▶ [TASKS TO COMPLETE]:
1. In the forum post on deer hunting, why does the writer pay hunting fees?
2. In the forum post on deer hunting, rewrite everything from "So do you account" down to "by mother nature?", swapping "deer" for "elk".
3. List every sentence in the forum post on deer hunting that ends with a question mark.

───── PASSAGE GIVEN ─────

So do you account for units over objective and that have seen an increase in deer numbers a product of favorable winters? Panguitch Pauns have had favorable winters but 20 miles away the boulders have been hammered by mother nature?

"Nature". I guess it boils down to what is the objective. If the objective is to let nature do her thing then we should eliminate hunting all together. I assure you if we stop hunting nature will take care of the deer without our input. Then comes the question. Are humans a part of nature? I happen to think we are. I don't pay hunting fees just for the sake of state employment. I pay hunting fees because I expect the DWR to facilitate quality hunting prospects. And if deer hunters are the main revenue source for big game I expect them to do everything in their power to advocate for them. Now if our goal is to have an ecosystem that resembles pre settlement. Then we should do away with hunting and let the Native Americans and natural predators have the bounty as they have had for eons. Or at least limit hunter harvest to resemble the effect Native Americans had prior to settlement. I don't advocate that but that seems to be what would be right if the goal was to emulate nature.

───── GIVEN MATERIAL ─────

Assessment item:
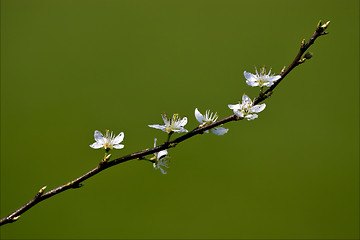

─────

▶ [RESULTS FOR THE EXERCISE]:
1. Because the writer expects the DWR to facilitate quality hunting prospects.

2.
So do you account for units over objective and that have seen an increase in elk numbers a product of favorable winters? Panguitch Pauns have had favorable winters but 20 miles away the boulders have been hammered by mother nature?

3.
- So do you account for units over objective and that have seen an increase in deer numbers a product of favorable winters?
- Panguitch Pauns have had favorable winters but 20 miles away the boulders have been hammered by mother nature?
- Are humans a part of nature?